Problem: Below are records; output all of them exactly.

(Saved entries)
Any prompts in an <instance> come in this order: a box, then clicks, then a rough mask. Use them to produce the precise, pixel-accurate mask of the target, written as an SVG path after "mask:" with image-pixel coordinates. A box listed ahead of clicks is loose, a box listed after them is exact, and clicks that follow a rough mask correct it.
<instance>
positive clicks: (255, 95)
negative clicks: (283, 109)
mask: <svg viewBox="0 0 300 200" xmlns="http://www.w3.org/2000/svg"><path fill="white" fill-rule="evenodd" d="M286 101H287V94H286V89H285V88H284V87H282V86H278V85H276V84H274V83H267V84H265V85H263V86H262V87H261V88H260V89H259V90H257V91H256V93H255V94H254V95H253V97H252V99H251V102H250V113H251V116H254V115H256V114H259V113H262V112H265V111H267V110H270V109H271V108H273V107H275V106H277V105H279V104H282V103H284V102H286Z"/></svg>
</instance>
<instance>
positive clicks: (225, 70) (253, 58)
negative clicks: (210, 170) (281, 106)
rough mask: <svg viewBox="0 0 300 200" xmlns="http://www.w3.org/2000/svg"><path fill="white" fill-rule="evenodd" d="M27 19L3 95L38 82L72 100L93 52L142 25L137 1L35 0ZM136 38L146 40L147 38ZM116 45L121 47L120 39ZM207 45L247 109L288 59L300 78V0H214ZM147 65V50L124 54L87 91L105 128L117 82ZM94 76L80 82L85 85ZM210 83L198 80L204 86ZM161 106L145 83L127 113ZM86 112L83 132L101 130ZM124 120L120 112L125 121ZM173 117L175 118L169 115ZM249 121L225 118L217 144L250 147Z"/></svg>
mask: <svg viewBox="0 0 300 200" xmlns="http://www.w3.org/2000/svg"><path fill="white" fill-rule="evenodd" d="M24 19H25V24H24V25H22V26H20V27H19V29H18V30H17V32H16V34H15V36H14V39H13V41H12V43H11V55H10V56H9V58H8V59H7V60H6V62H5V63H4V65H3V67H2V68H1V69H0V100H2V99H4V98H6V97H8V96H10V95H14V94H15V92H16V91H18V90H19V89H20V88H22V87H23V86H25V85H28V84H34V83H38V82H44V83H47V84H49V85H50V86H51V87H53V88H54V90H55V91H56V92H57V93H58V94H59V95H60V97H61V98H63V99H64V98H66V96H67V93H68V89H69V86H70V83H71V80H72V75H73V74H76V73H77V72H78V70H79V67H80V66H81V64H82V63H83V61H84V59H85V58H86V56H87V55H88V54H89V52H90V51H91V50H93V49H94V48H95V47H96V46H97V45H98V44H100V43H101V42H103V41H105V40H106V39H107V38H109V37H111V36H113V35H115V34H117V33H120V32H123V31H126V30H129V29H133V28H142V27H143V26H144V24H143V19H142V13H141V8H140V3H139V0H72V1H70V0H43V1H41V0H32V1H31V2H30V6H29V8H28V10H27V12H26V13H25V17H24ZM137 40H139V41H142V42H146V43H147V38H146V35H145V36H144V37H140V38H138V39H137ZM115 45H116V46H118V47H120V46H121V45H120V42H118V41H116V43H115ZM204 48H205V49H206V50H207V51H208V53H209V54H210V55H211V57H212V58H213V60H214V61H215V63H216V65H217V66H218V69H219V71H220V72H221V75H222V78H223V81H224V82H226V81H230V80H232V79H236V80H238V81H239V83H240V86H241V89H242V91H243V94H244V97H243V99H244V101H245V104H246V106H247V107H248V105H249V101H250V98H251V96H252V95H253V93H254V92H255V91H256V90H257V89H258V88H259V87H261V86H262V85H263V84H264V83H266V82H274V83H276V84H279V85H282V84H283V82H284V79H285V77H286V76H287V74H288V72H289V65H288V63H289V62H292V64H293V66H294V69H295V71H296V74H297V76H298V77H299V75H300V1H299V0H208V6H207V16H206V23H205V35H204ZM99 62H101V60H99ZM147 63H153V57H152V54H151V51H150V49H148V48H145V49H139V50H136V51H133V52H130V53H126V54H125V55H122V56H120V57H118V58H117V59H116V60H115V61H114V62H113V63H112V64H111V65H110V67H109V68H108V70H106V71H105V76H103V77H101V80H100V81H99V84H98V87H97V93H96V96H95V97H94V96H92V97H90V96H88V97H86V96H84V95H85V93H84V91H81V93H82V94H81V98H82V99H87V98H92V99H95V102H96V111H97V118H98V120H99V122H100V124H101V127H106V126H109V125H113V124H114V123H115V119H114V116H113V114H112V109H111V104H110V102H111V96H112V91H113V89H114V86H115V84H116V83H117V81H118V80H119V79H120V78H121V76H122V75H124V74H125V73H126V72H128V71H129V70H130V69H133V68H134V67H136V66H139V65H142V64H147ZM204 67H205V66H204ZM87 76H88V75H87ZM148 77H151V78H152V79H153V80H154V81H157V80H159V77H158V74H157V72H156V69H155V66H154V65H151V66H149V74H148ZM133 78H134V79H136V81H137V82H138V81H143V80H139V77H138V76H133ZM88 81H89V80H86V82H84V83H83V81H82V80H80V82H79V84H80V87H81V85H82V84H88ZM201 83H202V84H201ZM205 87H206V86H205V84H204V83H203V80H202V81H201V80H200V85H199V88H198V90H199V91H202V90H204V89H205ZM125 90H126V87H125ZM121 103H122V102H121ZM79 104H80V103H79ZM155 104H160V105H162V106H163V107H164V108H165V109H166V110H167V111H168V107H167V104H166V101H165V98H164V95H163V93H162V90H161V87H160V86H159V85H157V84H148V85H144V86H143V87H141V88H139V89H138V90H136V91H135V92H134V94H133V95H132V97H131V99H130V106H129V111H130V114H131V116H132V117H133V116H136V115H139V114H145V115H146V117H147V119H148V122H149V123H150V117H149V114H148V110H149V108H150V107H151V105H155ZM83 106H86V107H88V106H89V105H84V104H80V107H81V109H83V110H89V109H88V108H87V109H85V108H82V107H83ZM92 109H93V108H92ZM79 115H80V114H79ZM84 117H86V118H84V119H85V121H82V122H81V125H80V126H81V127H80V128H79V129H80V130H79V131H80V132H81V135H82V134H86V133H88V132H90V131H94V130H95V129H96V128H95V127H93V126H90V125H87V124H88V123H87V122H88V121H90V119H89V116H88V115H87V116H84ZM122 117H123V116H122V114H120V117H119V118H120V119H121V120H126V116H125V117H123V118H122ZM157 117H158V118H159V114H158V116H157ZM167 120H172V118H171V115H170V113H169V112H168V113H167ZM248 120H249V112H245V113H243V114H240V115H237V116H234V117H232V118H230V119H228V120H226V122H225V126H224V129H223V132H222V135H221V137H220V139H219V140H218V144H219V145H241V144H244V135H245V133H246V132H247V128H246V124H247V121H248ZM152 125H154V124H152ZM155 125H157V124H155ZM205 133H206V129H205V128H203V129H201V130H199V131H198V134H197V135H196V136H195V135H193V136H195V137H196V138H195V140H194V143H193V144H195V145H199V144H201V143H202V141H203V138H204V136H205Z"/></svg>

Exercise answer:
Any prompts in an <instance> come in this order: a box, then clicks, then a rough mask. Use them to produce the precise, pixel-accurate mask of the target, written as an SVG path after "mask:" with image-pixel coordinates. A box listed ahead of clicks is loose, a box listed after them is exact, and clicks that follow a rough mask correct it.
<instance>
positive clicks: (255, 95)
negative clicks: (283, 109)
mask: <svg viewBox="0 0 300 200" xmlns="http://www.w3.org/2000/svg"><path fill="white" fill-rule="evenodd" d="M286 101H287V94H286V89H285V88H284V87H282V86H278V85H276V84H274V83H267V84H265V85H263V86H262V87H261V88H260V89H259V90H257V91H256V93H255V94H254V95H253V97H252V99H251V102H250V113H251V116H254V115H256V114H259V113H262V112H265V111H267V110H270V109H271V108H273V107H275V106H277V105H279V104H282V103H284V102H286Z"/></svg>
</instance>
<instance>
positive clicks: (225, 70) (253, 58)
negative clicks: (210, 170) (281, 106)
rough mask: <svg viewBox="0 0 300 200" xmlns="http://www.w3.org/2000/svg"><path fill="white" fill-rule="evenodd" d="M27 19L3 95L38 82L72 100L93 52L142 25L137 1L35 0ZM136 38L146 40L147 38ZM116 45L121 47L120 39ZM207 45L247 109L288 59L300 78V0H214ZM147 65V50L124 54L87 91L105 128L117 82ZM94 76L80 82L85 85ZM210 83L198 80L204 86ZM161 106L145 83L127 113ZM86 112L83 132L101 130ZM124 120L120 112L125 121ZM173 117L175 118L169 115ZM249 121L225 118L217 144L250 147Z"/></svg>
mask: <svg viewBox="0 0 300 200" xmlns="http://www.w3.org/2000/svg"><path fill="white" fill-rule="evenodd" d="M24 19H25V24H24V25H22V26H20V27H19V29H18V30H17V32H16V34H15V36H14V39H13V41H12V43H11V55H10V56H9V58H8V59H7V60H6V62H5V63H4V65H3V67H2V68H1V69H0V100H2V99H4V98H6V97H8V96H10V95H14V94H15V92H16V91H18V90H19V89H20V88H22V87H23V86H25V85H28V84H34V83H38V82H44V83H47V84H49V85H50V86H51V87H53V88H54V90H55V91H56V92H57V93H58V94H59V95H60V97H61V98H63V99H64V98H66V96H67V93H68V89H69V86H70V83H71V80H72V75H73V74H76V73H77V72H78V70H79V67H80V66H81V64H82V63H83V61H84V59H85V58H86V56H87V55H88V54H89V52H90V51H91V50H93V49H94V48H95V47H96V46H97V45H98V44H100V43H101V42H103V41H105V40H106V39H107V38H109V37H111V36H113V35H115V34H117V33H120V32H123V31H126V30H129V29H133V28H142V27H143V26H144V24H143V19H142V13H141V8H140V3H139V0H72V1H70V0H43V1H41V0H32V1H31V2H30V6H29V8H28V10H27V12H26V13H25V17H24ZM137 40H139V41H142V42H146V43H147V38H146V35H145V36H144V37H140V38H138V39H137ZM115 45H116V46H118V47H120V46H121V45H120V42H118V41H116V43H115ZM204 48H205V49H206V50H207V51H208V53H209V54H210V55H211V57H212V58H213V60H214V61H215V63H216V65H217V66H218V69H219V71H220V72H221V75H222V78H223V81H224V82H226V81H230V80H232V79H236V80H238V81H239V83H240V86H241V89H242V91H243V94H244V97H243V99H244V101H245V104H246V106H247V107H248V105H249V101H250V98H251V96H252V95H253V93H254V92H255V91H256V90H257V89H258V88H259V87H261V86H262V85H263V84H264V83H266V82H274V83H276V84H279V85H282V84H283V82H284V79H285V77H286V76H287V74H288V72H289V65H288V63H289V62H292V64H293V66H294V69H295V71H296V74H297V76H298V77H299V75H300V1H299V0H208V6H207V16H206V23H205V35H204ZM99 62H101V60H99ZM147 63H153V57H152V54H151V51H150V49H148V48H145V49H139V50H136V51H133V52H130V53H126V54H125V55H122V56H120V57H118V58H117V59H116V60H115V61H114V62H113V63H112V64H111V65H110V67H109V68H108V70H106V71H105V76H103V77H101V80H100V81H99V84H98V87H97V93H96V96H95V97H94V96H92V97H90V96H88V97H86V96H84V95H85V93H84V91H81V93H82V94H81V98H82V99H87V98H92V99H95V102H96V111H97V118H98V120H99V122H100V124H101V127H106V126H109V125H113V124H114V123H115V119H114V116H113V114H112V109H111V104H110V102H111V96H112V91H113V89H114V86H115V84H116V83H117V81H118V80H119V79H120V78H121V76H122V75H124V74H125V73H126V72H128V71H129V70H130V69H133V68H134V67H136V66H139V65H142V64H147ZM204 67H205V66H204ZM87 76H88V75H87ZM148 77H151V78H152V79H153V80H154V81H157V80H159V77H158V74H157V72H156V69H155V66H154V65H151V66H149V74H148ZM133 78H134V79H136V81H137V82H138V81H143V80H139V77H138V76H133ZM88 81H89V80H86V82H84V83H83V81H82V80H80V82H79V84H80V87H81V85H82V84H88ZM201 83H202V84H201ZM205 87H206V86H205V84H204V83H203V80H202V81H201V80H200V85H199V88H198V90H199V91H202V90H204V89H205ZM125 90H126V87H125ZM121 103H122V102H121ZM79 104H80V103H79ZM155 104H160V105H162V106H163V107H164V108H165V109H166V110H167V111H168V107H167V104H166V101H165V98H164V95H163V93H162V90H161V87H160V86H159V85H157V84H148V85H144V86H143V87H141V88H139V89H138V90H136V91H135V92H134V94H133V95H132V97H131V99H130V106H129V111H130V114H131V116H132V117H133V116H136V115H139V114H145V115H146V117H147V119H148V122H149V123H150V117H149V114H148V110H149V108H150V107H151V105H155ZM83 106H86V107H88V106H89V105H84V104H80V107H81V109H83V110H89V109H88V108H87V109H85V108H82V107H83ZM92 109H93V108H92ZM79 115H80V114H79ZM84 117H86V118H84V119H85V121H82V122H81V125H80V126H81V127H80V128H79V129H80V130H79V131H80V132H81V135H82V134H86V133H88V132H90V131H94V130H95V129H96V128H95V127H93V126H90V125H87V124H88V123H87V122H88V121H90V119H89V116H88V115H87V116H84ZM122 117H123V116H122V114H120V117H119V118H120V119H121V120H126V116H125V117H123V118H122ZM157 117H158V118H159V114H158V116H157ZM167 120H172V118H171V115H170V113H169V112H168V113H167ZM248 120H249V112H245V113H243V114H240V115H237V116H234V117H232V118H230V119H228V120H226V122H225V126H224V129H223V132H222V135H221V137H220V139H219V140H218V144H219V145H241V144H244V135H245V133H246V132H247V128H246V124H247V121H248ZM152 125H154V124H152ZM155 125H157V124H155ZM205 133H206V129H205V128H203V129H201V130H199V131H198V134H197V135H196V136H195V135H193V136H195V137H196V138H195V140H194V143H193V144H195V145H199V144H201V143H202V141H203V138H204V136H205Z"/></svg>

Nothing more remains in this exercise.